■ EXERCISE AIM ■
If a record holds a picture, drop the picture and copy everything else exactly.

■ SUPPLIED RECORDS ■
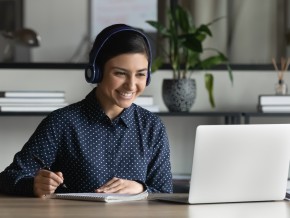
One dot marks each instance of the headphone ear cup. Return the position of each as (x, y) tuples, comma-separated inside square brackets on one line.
[(90, 74), (148, 78)]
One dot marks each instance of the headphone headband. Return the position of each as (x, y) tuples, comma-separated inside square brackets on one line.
[(93, 73)]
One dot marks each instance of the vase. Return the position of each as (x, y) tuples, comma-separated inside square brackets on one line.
[(281, 88), (178, 95)]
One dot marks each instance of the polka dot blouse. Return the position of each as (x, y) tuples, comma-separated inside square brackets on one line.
[(89, 149)]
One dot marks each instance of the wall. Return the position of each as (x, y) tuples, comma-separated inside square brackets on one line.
[(241, 96)]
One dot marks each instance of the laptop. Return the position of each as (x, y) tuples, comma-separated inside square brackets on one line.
[(238, 163)]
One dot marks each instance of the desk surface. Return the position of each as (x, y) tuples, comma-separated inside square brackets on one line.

■ RESULT FOR THIS EXERCISE ■
One dot marks each instance of the headphone ear cup. Return the position of each as (x, y) tuples, comma-separated inside square brackets on one line.
[(90, 74), (148, 78)]
One dot marks each instance of the headphone headband. Return the position of each as (x, y) tuples, comma-separated inside square brackets on one line.
[(93, 73)]
One dot marks each instance of the vase. Return the position of each as (x, y) tuples, comma-separated inside square brackets on one line.
[(281, 88), (178, 95)]
One dot marks each instance of the polka dot blouse. Return the position of each as (x, y) tuples, comma-separated inside square brackets on one line.
[(89, 149)]
One dot marks each instance of the wall. Return the position of each as (x, y) tuples, comma-separated inside square brackets on one line.
[(241, 96)]
One dot marks each instance of the laptop. Return the position of each as (x, y) tuples, comma-separated inside square brackets on one line.
[(238, 163)]
One dot marks each instance of the desk surface. Return the position of each as (x, y) tuples, comma-separated inside square brackets on one line.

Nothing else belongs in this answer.